**EXCERPT:**
>> begin

# Reversing the bed on Atlas/Craftsman Lathe?



## azscooby (Feb 17, 2017)

I have a 12x36 Craftsman lathe that I purchased a few months ago.

I spent a lot of time getting it into good running condition but have noticed quite a bit of bed wear near the headstock, as is typical.

I've looked at different options and the consensus seems to be "just deal with it," which is fine.

However, as I look at the bed and how the headstock is attached I wonder if it would be possible to "reverse" the bed?  By this I mean, move the headstock to the rear, move the leadscrew to the "back", flip the bed (turn it around front to back)..etc...has anyone done this?  Is it possible?

I did notice the webbing structure is a bit different near the headstock, and the casting has a few differences front to back, but I really don't see any reason why this couldn't be done.

Since I have the 54" bed, past the wear area, there is another three feet of bed that is virtually pristine that would give me years of "like new" performance.

My other thought was shortening the bed by moving the headstock up 12" or so and chopping the bed.  This would also solve the issue of the worn leadscrew....

I really don't need a 54" bed, 36" would be fine for what I do.

Any thoughts? Anyone done it?  Is it possible?  Am I missing something obvious that would make this impossible?


----------



## wawoodman (Feb 17, 2017)

>> end

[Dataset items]
>> begin

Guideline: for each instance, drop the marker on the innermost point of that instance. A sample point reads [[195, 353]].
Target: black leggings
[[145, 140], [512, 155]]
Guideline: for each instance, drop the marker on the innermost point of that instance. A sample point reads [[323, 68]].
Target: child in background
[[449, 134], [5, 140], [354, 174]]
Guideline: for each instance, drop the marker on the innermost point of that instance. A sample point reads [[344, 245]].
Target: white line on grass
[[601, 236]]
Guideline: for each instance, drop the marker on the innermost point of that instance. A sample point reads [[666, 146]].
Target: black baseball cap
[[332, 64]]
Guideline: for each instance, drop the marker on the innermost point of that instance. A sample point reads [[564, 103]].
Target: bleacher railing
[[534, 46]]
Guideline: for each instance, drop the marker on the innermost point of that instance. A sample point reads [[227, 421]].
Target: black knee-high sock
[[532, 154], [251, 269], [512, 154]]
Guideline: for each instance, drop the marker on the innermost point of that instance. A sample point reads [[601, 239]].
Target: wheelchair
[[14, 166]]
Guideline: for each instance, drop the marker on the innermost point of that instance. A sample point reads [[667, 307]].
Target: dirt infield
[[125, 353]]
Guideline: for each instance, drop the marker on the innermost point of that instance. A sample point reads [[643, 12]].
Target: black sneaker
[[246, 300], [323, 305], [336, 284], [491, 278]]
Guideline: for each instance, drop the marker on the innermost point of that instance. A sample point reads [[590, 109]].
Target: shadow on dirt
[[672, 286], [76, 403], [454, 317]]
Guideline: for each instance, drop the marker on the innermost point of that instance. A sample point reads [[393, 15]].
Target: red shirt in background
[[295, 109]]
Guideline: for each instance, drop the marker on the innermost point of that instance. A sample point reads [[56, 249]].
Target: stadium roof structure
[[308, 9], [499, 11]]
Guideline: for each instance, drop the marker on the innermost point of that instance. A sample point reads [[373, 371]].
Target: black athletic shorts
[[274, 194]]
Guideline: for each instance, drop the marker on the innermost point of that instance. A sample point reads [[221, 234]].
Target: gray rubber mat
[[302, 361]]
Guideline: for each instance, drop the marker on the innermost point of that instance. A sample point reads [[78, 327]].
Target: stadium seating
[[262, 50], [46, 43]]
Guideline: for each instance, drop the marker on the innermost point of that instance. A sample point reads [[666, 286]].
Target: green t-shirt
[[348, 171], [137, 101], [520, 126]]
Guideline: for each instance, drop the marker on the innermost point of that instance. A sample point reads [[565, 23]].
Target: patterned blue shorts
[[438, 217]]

>> end

**GOAL OF THE EXERCISE:** Write the next part of the forum thread on reversing a worn Craftsman lathe bed, starting right after its last line.

**TASK OUTPUT:**
If you can move the headstock up, that's the way I would go.


----------



## wa5cab (Feb 17, 2017)

I agree.  Fewer holes to drill and tap, and might remove the lead screw wear.  But if the wear locations on on the bed and leadscrew allow, I would only shorten it to 12x24.  Which means a 42" bed.  Although the center-to-center distance and bed length don't actually have to vary in 6" increments.

However, before you start cutting, you need to make sure that with the bed shortened to a certain point, you can bolt down the headstock without interference from the cross webs in the casting.  So after stripping all of the parts or assemblies off, test fit the headstock  in the tentative location and confirm that you can drill the two small holes that position the headstock longitudinally and that you can fit the clamp and then get a wrench onto the clamp bolts.  The worn area in the bed shouldn't be a problem even if the headstock happens to fall within it after shortening the bed as the headstock sits on the inner parts of the ways and the carriage runs on the outer parts.

But, you didn't state the model number of your lathe, only that it is a 12x36.  A lot of the early 12" had 5/8" diameter leadscrews.  If the leadscrew is 3/4", you will need to turn down a short part of the left end to 5/8" and cut a short keyway.  If the reduced diameter falls in the threaded part of the leadscrew, the turning will remove most of the acme threads and I think that it won't matter much where the cut falls.  If the leadscrew is 5/8" and the cut happens to fall in the worn area, that might be a problem.


----------



## azscooby (Feb 18, 2017)

It's a 7403, so 3/4" leadscrew, which also has severe wear but only in about a 2" area....whoever had this lathe must have worked exclusively within those first 2-3 inches....

I agree that shortening would be the easiest way to go.  I have a little Benchmaster mill so I should be able to mill the slot after turning it down.

I'm surprised no one else has done this especially on the longer 54" bed lathes...(which also worries me as there may be an obvious reason that I'm not seeing.)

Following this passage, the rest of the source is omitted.